- [Texte fourni]
Les patients vivant coupés de leurs émotions prenaient toujours les mauvaises décisions

 

Sans émotion, il serait impossible de prendre les bonnes décisions

 

Par l’étude de cas cliniques, les équipes du professeur Damásio ont démontré que les patients vivant coupés de leurs émotions prenaient toujours les mauvaises décisions. Ceux qu’ils appellent « les patients de type Elliot » sont des personnes présentant des lésions de certaines régions du cortex préfrontal.

Leurs connaissances sont intactes, ils sont capables de raisonner, mais sont privés de résonance affective. Par conséquent, en dépit de leur capacité de raisonnement, ils sont incapables de moduler ces raisonnements en fonction de leurs émotions positives ou négatives. Au bout du compte, ils tournent en rond avec de grandes difficultés à prendre une décision.

 

Il n’y a aucune raison de poursuivre une tâche qui n’aurait aucun sens

 

Les émotions donnent du sens

 

Ces « patients de type Elliot » ne parviennent pas à garder un travail. Ce sont pourtant des personnes à l’intelligence normale, mais il leur manque un élément essentiel. Ce qui leur fait défaut, c’est le mouvement interne, c’est l’incitation, la stimulation intérieure, qui poussent à trouver du sens dans ce que l’on fait.

Là serait la méprise fondamentale des cognitivistes et, plus généralement, de très nombreux occidentaux influencés par la pensée cartésienne, insiste António Damásio : la raison n’est pas « un mécanisme suffisant pour relever les défis de la vie courante et déterminer les comportements adéquats en fonction des situations. »

- [Données]
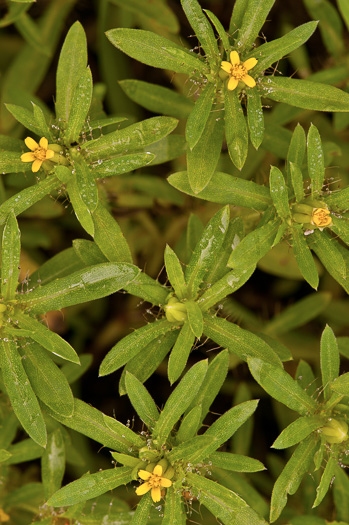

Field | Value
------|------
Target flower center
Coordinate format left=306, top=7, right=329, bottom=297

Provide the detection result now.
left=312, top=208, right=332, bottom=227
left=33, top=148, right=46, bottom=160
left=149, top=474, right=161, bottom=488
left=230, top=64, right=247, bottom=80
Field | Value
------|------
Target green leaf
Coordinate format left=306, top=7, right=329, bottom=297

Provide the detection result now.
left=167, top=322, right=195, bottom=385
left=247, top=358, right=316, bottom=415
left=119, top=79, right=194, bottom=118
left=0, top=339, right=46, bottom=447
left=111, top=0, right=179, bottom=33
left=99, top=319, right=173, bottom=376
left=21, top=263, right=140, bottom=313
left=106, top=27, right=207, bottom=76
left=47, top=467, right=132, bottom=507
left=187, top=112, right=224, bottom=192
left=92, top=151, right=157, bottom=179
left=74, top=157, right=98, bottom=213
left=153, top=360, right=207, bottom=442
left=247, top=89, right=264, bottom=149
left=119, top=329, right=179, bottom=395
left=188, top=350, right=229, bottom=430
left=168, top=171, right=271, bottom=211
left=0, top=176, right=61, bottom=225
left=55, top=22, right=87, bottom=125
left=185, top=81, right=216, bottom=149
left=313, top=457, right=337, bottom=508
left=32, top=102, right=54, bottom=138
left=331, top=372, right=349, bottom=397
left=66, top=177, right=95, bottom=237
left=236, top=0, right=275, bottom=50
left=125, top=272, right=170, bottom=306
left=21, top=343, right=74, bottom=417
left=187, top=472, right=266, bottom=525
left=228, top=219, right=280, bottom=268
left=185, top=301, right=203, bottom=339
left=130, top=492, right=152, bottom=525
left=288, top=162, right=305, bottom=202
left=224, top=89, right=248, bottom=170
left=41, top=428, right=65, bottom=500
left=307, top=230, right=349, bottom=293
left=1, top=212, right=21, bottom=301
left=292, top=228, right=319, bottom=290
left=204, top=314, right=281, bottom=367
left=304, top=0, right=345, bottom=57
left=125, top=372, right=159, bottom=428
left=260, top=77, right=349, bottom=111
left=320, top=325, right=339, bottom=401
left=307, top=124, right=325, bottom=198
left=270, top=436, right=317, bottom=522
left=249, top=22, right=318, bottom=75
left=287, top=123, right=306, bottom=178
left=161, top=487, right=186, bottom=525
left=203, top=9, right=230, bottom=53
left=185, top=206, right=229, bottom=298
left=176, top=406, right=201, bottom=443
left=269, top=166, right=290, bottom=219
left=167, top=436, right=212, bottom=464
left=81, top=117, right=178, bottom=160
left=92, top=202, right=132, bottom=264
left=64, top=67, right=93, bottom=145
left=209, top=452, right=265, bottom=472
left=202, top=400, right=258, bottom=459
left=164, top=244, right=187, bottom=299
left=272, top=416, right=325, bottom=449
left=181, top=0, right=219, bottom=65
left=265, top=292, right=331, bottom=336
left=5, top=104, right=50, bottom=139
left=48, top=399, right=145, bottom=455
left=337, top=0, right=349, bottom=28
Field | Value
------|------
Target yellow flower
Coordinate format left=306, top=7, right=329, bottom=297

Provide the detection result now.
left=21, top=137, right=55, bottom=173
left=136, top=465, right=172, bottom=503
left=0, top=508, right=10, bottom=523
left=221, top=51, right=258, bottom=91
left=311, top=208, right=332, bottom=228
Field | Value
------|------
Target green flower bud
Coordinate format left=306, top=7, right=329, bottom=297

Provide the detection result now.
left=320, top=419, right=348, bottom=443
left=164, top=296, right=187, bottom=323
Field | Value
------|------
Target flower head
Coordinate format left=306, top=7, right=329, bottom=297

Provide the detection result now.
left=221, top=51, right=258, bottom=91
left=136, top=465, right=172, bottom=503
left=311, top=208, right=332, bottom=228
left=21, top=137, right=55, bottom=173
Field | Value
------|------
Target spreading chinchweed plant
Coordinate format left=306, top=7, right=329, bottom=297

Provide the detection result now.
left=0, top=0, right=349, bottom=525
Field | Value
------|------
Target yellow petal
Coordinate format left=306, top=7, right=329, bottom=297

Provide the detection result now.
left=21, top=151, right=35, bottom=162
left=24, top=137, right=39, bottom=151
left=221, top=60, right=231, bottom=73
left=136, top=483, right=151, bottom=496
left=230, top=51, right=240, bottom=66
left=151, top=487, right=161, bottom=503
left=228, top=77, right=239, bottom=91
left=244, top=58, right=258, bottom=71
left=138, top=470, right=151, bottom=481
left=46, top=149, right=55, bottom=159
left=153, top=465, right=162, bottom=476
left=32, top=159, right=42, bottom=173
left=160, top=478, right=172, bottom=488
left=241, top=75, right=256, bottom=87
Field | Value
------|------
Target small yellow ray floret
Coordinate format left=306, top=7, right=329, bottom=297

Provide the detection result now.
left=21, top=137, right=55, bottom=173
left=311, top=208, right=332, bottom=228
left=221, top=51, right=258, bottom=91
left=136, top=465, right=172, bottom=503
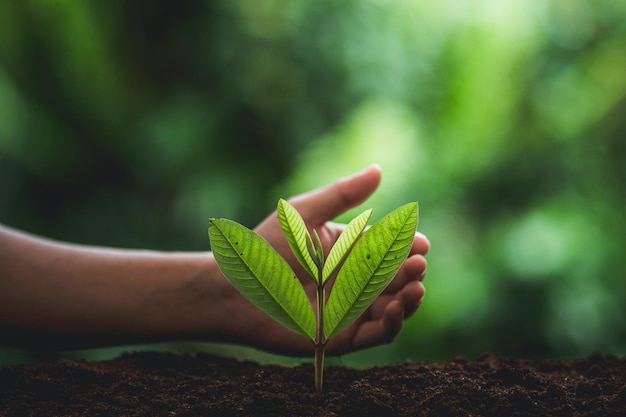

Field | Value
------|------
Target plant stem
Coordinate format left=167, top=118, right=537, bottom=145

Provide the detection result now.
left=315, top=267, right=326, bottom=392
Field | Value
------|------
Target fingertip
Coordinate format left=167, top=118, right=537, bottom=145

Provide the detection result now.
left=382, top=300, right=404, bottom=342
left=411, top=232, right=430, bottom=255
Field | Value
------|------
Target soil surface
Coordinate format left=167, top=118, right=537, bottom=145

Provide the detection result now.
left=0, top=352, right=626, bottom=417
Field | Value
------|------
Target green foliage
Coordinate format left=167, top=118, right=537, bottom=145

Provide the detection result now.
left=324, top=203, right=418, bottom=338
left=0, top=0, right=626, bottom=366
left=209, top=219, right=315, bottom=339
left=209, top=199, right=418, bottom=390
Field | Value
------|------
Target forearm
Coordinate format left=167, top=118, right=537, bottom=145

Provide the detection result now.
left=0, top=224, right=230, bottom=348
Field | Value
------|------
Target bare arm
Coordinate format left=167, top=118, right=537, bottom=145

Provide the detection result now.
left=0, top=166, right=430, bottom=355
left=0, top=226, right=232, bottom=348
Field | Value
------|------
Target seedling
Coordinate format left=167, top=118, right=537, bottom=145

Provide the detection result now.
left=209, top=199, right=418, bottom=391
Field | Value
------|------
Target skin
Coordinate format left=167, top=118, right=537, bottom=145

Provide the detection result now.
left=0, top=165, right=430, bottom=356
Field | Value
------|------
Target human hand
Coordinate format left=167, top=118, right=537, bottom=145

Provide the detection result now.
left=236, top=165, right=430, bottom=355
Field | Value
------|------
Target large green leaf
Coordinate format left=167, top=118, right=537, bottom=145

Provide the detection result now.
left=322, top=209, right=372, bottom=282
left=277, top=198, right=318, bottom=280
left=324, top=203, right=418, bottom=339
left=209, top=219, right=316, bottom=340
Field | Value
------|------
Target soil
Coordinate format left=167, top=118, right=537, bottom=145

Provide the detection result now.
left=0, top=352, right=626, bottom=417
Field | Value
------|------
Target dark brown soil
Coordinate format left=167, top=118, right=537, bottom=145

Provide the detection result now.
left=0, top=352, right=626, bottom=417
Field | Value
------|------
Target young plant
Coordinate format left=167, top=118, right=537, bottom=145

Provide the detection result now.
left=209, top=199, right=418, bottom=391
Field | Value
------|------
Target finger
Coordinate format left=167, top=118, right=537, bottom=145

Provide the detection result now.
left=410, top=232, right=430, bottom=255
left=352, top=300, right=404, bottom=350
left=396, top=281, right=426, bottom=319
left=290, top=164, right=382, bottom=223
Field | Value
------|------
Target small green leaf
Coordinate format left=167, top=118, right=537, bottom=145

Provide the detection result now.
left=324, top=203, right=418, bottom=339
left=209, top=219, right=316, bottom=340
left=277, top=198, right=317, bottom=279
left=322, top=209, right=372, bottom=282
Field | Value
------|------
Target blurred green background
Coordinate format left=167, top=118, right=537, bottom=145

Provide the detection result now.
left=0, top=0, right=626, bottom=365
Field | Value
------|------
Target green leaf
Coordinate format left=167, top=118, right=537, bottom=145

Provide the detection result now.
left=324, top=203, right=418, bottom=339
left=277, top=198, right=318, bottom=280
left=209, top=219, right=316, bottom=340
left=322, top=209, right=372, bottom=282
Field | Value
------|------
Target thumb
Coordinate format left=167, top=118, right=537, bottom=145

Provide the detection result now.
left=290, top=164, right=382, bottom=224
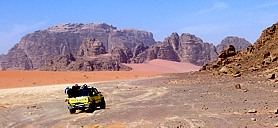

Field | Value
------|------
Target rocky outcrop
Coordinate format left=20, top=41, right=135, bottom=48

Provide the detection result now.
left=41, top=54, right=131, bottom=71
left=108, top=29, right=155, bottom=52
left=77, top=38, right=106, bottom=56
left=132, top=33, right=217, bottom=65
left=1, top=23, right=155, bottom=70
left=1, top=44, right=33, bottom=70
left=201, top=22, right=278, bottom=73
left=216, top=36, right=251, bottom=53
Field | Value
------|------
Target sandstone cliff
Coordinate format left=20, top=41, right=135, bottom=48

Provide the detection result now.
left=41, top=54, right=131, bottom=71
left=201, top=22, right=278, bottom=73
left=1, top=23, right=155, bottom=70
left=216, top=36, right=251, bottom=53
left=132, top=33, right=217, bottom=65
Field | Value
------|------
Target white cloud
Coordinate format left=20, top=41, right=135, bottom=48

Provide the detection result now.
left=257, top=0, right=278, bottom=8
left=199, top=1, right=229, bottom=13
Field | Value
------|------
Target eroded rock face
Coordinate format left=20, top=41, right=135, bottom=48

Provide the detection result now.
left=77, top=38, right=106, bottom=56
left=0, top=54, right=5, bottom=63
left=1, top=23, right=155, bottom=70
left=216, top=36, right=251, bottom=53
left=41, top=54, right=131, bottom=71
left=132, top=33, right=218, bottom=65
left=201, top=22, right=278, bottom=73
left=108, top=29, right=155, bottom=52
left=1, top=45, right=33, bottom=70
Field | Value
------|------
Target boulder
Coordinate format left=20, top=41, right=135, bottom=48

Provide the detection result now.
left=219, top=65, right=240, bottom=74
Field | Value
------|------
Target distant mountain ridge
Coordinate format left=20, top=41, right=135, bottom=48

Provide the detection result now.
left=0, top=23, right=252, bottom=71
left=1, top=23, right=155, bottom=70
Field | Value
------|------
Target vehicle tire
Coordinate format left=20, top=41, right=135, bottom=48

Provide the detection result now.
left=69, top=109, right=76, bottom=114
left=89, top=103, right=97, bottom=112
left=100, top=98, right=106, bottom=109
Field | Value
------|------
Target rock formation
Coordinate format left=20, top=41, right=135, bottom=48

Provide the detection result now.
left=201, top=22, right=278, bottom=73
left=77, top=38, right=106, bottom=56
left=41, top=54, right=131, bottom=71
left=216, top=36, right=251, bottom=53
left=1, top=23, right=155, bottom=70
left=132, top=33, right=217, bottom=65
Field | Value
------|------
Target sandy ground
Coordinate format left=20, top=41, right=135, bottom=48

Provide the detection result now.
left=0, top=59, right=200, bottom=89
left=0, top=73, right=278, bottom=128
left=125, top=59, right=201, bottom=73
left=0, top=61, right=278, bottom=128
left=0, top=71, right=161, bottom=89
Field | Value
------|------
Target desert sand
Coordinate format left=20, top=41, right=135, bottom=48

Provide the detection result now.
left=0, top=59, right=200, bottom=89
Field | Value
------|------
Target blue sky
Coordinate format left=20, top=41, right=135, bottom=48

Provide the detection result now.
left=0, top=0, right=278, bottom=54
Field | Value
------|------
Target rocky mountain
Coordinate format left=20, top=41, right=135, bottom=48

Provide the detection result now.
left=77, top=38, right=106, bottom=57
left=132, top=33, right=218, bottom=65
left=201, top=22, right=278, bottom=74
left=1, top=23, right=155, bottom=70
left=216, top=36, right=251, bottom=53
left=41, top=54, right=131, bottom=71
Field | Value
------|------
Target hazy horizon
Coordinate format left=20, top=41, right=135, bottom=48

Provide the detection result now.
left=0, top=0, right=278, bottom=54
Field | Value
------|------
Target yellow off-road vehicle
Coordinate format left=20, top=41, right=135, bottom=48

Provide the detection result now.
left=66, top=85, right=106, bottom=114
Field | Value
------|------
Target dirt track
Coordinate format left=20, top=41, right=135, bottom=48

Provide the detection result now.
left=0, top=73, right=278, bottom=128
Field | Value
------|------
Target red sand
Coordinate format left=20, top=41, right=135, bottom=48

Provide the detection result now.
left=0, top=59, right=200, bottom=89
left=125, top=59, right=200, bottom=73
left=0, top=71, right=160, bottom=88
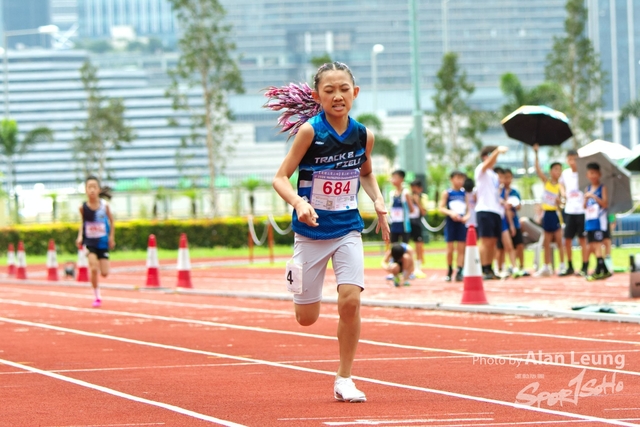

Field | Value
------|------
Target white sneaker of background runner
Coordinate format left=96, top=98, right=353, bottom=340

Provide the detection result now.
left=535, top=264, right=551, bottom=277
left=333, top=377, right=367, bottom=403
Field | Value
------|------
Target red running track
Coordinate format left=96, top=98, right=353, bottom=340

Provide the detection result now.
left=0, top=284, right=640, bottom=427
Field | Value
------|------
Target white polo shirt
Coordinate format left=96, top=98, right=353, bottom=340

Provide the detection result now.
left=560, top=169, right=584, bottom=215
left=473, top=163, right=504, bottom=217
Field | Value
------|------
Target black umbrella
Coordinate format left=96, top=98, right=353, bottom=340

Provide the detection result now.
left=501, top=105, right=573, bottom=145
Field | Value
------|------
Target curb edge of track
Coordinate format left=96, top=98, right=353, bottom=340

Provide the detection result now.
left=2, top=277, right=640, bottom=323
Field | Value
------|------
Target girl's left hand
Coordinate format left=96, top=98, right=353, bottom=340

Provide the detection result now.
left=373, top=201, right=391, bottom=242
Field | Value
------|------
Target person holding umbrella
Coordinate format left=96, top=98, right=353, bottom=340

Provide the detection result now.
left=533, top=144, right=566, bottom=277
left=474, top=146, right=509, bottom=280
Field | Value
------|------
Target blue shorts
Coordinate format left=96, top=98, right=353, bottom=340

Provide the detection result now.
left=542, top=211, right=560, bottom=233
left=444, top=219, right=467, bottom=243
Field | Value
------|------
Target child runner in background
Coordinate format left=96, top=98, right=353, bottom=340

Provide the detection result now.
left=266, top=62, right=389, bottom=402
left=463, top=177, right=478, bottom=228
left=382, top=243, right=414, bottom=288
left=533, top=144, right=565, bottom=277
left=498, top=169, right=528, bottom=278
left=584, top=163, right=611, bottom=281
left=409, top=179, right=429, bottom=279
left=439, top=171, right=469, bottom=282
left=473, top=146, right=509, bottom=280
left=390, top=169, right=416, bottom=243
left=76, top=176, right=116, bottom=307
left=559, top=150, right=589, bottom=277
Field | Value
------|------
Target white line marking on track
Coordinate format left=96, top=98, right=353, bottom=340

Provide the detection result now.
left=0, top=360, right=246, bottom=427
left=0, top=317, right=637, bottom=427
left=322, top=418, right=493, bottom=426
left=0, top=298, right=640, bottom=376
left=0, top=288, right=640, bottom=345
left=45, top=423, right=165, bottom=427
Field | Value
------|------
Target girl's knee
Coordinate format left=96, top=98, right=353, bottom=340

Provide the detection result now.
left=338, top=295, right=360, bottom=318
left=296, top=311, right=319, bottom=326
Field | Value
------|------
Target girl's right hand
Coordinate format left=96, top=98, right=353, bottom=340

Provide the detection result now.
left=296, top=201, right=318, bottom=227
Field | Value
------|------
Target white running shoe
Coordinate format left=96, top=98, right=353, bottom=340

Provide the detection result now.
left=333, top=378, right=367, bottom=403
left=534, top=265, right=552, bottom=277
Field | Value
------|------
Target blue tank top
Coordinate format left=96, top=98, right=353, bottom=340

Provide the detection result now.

- [Votre objectif] Recopiez mot pour mot, s'il vous plaît, l'intégralité du texte sur les émotions et la prise de décision. Vous n'aurez pas besoin des données.

- [Votre solution]
Les patients vivant coupés de leurs émotions prenaient toujours les mauvaises décisions

 

Sans émotion, il serait impossible de prendre les bonnes décisions

 

Par l’étude de cas cliniques, les équipes du professeur Damásio ont démontré que les patients vivant coupés de leurs émotions prenaient toujours les mauvaises décisions. Ceux qu’ils appellent « les patients de type Elliot » sont des personnes présentant des lésions de certaines régions du cortex préfrontal.

Leurs connaissances sont intactes, ils sont capables de raisonner, mais sont privés de résonance affective. Par conséquent, en dépit de leur capacité de raisonnement, ils sont incapables de moduler ces raisonnements en fonction de leurs émotions positives ou négatives. Au bout du compte, ils tournent en rond avec de grandes difficultés à prendre une décision.

 

Il n’y a aucune raison de poursuivre une tâche qui n’aurait aucun sens

 

Les émotions donnent du sens

 

Ces « patients de type Elliot » ne parviennent pas à garder un travail. Ce sont pourtant des personnes à l’intelligence normale, mais il leur manque un élément essentiel. Ce qui leur fait défaut, c’est le mouvement interne, c’est l’incitation, la stimulation intérieure, qui poussent à trouver du sens dans ce que l’on fait.

Là serait la méprise fondamentale des cognitivistes et, plus généralement, de très nombreux occidentaux influencés par la pensée cartésienne, insiste António Damásio : la raison n’est pas « un mécanisme suffisant pour relever les défis de la vie courante et déterminer les comportements adéquats en fonction des situations. »